======== Extracted information
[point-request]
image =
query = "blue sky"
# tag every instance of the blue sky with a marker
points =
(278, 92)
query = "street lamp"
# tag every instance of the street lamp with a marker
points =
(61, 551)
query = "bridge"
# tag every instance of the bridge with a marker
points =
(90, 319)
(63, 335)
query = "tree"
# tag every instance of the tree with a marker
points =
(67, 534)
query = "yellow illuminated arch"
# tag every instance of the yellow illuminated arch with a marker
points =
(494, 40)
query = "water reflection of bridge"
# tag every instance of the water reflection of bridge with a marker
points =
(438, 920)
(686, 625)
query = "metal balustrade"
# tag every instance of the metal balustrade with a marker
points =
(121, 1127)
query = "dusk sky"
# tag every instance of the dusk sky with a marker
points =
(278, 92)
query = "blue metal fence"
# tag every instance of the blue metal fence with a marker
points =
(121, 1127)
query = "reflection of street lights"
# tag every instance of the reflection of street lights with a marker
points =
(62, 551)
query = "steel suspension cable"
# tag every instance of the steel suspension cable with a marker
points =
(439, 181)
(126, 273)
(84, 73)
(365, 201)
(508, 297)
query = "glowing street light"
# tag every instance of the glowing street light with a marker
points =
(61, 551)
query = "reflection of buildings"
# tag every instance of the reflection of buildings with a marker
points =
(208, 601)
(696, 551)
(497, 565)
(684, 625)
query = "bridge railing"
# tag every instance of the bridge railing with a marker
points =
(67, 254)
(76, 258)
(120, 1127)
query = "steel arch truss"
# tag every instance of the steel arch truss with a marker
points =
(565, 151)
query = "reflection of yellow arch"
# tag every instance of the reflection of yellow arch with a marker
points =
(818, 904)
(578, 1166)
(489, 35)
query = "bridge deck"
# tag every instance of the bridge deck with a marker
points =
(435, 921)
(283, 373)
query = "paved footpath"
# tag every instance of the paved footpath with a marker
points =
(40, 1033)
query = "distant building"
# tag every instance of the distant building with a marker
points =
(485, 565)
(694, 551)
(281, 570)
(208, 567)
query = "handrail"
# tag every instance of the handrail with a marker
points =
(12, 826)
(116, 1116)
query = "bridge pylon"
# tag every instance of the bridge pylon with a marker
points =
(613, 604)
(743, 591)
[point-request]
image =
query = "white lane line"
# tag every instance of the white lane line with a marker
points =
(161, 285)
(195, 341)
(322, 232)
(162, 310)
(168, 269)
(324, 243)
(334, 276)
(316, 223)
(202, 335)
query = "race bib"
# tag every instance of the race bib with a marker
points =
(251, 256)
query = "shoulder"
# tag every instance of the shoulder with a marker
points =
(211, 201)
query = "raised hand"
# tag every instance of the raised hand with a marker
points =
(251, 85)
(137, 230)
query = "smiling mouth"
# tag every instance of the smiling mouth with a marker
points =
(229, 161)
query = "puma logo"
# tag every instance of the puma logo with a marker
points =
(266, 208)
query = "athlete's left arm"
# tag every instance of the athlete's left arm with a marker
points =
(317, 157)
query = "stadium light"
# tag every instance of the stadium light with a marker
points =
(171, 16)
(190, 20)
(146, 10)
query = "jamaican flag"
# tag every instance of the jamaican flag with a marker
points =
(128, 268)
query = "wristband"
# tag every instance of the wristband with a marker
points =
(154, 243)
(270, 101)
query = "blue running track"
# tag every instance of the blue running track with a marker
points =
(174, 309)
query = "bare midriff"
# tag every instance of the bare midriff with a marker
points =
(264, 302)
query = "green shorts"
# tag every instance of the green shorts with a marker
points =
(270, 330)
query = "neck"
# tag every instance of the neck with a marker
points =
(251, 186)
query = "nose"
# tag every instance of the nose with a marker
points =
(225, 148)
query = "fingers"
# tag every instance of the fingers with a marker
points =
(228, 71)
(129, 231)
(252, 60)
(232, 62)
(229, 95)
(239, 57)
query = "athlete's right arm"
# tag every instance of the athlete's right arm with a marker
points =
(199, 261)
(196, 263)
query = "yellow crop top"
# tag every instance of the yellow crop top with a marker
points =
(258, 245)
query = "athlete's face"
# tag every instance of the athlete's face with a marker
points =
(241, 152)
================
======== Extracted information
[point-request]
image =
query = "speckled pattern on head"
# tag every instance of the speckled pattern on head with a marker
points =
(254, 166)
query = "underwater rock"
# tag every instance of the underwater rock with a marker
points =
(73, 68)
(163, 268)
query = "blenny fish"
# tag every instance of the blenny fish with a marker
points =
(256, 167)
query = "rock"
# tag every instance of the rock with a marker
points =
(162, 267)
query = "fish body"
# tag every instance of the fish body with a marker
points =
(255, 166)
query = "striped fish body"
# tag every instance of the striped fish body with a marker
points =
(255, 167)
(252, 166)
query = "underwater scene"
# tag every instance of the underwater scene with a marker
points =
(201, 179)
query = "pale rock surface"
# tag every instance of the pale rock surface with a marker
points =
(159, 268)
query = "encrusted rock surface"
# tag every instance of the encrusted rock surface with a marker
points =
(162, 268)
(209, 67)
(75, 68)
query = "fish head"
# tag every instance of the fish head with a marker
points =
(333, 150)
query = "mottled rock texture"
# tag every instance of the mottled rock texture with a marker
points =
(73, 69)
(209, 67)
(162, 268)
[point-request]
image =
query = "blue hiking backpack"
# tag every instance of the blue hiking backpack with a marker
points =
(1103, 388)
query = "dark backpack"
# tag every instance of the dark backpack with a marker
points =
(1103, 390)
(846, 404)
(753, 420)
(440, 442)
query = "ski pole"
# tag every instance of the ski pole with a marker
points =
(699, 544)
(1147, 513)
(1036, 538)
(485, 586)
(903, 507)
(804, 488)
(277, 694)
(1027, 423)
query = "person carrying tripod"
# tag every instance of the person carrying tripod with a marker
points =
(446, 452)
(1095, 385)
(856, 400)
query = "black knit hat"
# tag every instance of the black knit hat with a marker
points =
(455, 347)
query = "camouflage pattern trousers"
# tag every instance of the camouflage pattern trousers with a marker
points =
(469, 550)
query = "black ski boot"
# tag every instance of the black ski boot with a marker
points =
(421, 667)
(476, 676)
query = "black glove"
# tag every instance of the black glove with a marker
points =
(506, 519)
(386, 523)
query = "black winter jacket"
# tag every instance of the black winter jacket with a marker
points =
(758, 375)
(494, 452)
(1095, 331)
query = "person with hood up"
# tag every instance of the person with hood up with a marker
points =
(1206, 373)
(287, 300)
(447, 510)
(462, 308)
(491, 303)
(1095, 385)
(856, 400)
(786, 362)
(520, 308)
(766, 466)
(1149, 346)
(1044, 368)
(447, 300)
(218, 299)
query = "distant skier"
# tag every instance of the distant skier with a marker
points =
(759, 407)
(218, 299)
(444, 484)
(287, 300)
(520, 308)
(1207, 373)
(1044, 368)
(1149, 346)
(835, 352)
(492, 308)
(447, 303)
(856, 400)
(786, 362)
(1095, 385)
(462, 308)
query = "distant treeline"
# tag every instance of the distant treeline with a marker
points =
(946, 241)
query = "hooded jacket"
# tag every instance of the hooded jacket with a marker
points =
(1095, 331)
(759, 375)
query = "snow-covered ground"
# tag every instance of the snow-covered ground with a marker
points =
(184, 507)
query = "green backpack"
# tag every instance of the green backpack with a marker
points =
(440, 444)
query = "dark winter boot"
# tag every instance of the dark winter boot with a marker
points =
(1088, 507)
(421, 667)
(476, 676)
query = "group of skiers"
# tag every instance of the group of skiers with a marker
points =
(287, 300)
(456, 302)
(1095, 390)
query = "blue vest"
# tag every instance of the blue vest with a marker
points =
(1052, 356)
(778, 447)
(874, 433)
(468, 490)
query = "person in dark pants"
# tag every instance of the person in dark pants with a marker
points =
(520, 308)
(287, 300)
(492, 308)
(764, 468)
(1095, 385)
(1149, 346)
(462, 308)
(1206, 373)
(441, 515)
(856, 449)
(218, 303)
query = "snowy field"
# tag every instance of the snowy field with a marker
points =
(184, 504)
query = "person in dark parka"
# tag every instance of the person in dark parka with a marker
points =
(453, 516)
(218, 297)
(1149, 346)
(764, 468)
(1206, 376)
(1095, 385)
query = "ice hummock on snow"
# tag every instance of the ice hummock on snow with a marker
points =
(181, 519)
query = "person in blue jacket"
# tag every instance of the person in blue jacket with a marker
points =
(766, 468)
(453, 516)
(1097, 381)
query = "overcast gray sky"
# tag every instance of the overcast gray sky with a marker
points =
================
Find every line in the items that contains the word "mouth" and copy each one out. Case counts.

*Worked answer*.
query = "smiling mouth"
# tag every instance of the smiling mouth with a marker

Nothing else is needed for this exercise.